▸ PROBLEM STATEMENT
Which lines in the records below contain the word "vegetation"? Pick out each of them and copy it.

▸ DATA EXTRACT
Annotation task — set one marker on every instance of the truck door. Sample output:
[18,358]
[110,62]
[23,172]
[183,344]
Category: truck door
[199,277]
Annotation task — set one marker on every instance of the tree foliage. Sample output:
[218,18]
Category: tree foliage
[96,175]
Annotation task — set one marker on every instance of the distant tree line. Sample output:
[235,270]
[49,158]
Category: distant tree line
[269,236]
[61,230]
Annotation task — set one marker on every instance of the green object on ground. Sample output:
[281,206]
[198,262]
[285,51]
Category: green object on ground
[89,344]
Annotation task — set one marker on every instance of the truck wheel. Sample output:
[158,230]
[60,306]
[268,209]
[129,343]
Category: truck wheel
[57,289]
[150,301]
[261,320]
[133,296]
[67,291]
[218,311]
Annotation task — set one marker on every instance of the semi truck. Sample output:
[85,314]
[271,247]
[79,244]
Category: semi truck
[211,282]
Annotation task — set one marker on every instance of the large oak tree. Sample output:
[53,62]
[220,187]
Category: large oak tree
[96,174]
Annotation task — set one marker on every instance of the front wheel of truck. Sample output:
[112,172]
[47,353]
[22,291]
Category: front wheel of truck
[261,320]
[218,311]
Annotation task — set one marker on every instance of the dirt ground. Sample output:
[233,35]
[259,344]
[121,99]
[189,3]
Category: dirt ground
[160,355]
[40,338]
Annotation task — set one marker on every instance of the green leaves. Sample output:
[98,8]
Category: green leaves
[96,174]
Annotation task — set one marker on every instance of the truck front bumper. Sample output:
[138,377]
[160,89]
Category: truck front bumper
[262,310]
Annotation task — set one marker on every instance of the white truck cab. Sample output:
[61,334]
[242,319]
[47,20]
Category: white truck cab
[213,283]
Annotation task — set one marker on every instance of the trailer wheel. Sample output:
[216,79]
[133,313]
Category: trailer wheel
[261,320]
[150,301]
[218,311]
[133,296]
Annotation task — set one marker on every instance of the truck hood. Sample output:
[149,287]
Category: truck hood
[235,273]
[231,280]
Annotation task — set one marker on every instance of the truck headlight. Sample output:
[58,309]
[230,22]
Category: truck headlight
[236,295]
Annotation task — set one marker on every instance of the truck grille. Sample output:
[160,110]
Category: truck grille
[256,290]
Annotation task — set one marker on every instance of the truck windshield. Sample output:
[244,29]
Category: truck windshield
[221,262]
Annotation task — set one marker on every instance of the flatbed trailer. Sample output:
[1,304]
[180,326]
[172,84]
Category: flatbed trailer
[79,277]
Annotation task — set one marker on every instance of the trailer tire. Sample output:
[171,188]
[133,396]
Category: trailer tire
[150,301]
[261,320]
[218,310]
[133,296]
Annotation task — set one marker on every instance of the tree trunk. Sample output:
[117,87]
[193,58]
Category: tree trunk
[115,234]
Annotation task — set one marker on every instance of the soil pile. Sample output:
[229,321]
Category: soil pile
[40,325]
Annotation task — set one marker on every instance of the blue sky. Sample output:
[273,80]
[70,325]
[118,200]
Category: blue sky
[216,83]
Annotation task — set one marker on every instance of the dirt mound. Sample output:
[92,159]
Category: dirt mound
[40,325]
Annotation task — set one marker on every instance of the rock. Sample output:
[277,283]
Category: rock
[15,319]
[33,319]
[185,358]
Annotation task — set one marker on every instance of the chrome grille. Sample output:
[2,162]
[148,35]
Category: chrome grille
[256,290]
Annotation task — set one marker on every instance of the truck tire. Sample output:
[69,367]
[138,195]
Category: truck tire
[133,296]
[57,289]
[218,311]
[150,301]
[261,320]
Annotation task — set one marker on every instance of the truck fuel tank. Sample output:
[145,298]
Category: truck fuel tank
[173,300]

==

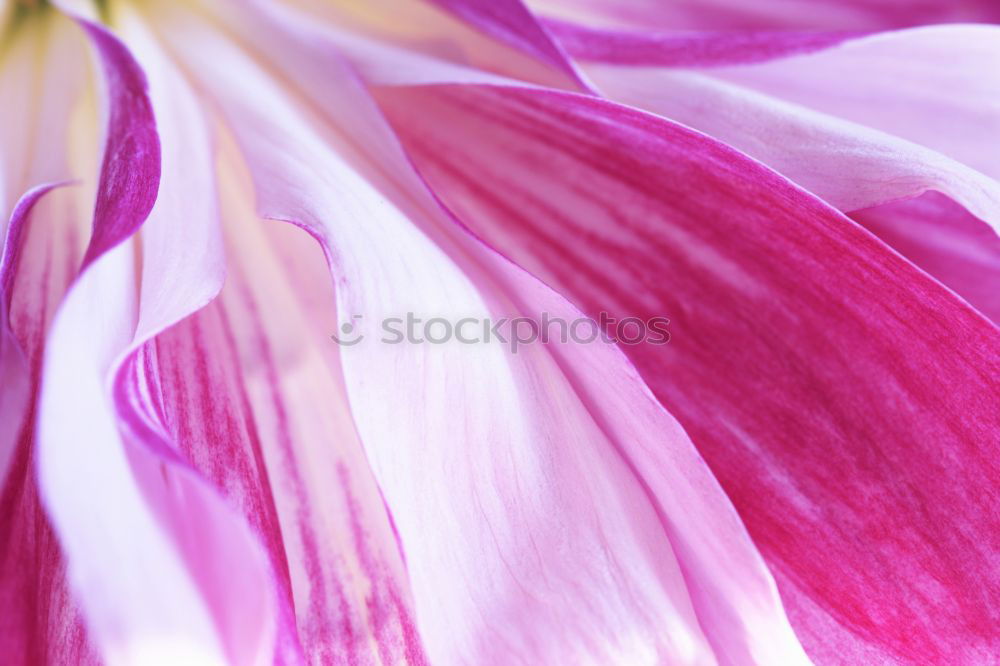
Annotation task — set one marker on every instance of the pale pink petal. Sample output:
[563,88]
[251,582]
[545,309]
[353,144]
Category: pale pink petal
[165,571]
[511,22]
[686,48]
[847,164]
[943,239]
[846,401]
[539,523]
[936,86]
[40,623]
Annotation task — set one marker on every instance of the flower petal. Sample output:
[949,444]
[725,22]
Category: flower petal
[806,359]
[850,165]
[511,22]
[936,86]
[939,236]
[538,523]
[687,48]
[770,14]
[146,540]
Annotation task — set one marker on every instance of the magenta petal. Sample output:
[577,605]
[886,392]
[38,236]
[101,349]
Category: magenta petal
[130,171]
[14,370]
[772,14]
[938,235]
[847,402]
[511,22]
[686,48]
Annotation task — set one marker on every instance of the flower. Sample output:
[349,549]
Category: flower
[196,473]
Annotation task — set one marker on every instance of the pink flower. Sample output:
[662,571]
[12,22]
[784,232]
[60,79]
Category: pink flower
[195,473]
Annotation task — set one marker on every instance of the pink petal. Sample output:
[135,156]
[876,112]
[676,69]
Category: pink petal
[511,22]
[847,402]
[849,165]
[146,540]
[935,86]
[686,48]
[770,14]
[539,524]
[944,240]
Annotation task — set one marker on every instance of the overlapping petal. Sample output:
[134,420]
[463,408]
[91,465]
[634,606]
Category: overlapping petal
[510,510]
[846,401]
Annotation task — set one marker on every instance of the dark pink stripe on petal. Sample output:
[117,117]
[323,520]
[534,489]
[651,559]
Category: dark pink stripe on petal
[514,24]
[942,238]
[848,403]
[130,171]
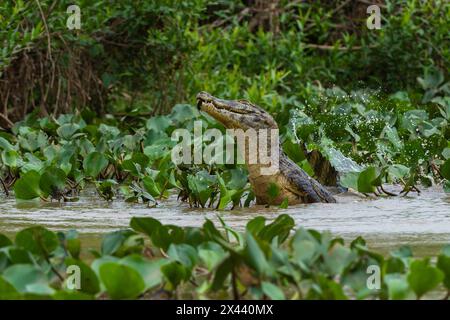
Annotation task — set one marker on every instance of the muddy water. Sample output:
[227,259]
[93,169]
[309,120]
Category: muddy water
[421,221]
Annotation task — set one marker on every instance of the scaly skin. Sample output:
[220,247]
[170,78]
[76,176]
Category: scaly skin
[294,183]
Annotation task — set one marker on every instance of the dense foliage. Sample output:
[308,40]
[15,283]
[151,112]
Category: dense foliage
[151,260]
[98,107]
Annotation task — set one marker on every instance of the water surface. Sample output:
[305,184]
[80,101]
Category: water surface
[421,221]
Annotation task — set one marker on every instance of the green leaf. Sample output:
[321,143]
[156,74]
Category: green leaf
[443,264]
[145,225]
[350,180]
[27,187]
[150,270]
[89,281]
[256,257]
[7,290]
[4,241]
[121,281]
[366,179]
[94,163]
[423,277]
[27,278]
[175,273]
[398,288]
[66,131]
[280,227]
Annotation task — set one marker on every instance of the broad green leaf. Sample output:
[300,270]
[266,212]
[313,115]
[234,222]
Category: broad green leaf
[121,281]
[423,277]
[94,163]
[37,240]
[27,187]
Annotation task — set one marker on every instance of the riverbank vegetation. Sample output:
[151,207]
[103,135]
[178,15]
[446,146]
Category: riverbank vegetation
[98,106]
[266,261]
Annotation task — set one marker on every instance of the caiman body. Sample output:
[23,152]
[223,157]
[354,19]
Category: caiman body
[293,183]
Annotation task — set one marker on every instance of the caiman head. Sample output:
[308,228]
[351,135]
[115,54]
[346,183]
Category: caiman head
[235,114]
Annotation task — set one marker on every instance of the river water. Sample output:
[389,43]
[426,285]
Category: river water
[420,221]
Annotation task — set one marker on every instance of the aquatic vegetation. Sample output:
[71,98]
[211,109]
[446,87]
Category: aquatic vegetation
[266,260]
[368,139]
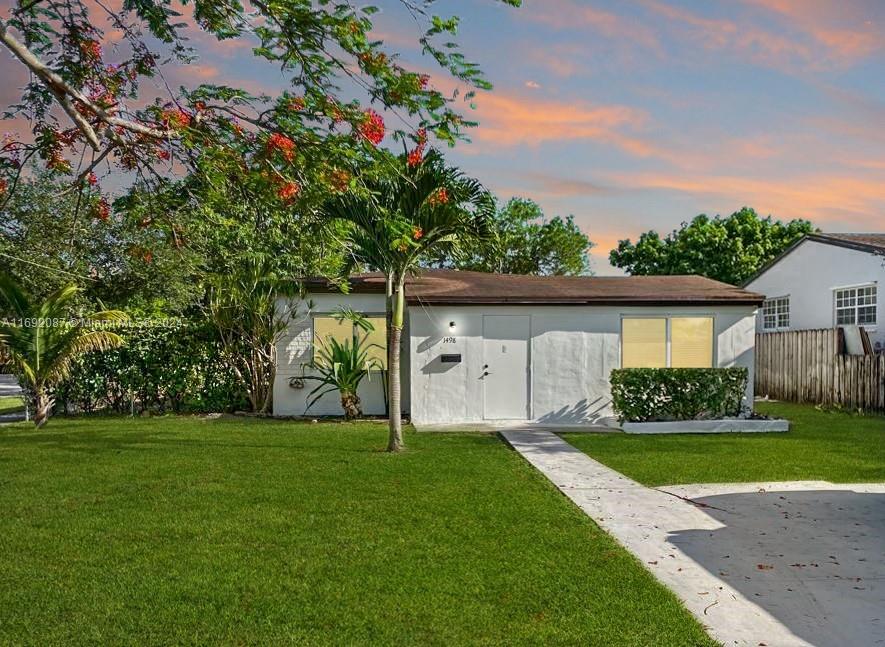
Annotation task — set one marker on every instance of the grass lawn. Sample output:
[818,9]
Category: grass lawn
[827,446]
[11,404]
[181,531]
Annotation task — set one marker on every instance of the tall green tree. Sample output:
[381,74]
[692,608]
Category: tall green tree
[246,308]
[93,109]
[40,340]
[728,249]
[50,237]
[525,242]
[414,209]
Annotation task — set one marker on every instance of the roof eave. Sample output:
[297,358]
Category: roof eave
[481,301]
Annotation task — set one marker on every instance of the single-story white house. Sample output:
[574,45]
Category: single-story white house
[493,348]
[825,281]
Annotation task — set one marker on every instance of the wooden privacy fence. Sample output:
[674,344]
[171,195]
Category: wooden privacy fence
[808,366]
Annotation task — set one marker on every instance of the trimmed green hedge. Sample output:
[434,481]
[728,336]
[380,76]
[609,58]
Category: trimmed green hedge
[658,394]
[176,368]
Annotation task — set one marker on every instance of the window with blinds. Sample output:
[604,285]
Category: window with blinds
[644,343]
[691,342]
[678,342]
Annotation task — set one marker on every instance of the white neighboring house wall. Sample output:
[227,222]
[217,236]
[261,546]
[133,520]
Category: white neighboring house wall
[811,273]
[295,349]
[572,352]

▸ CORRECT RESULT
Annotation task — set one marker on every instance of the riverbank vegetation. Sample output:
Category: riverbank vegetation
Annotation task — set one marker on every instance of the aquatic vegetation. Sample output:
Category: aquatic vegetation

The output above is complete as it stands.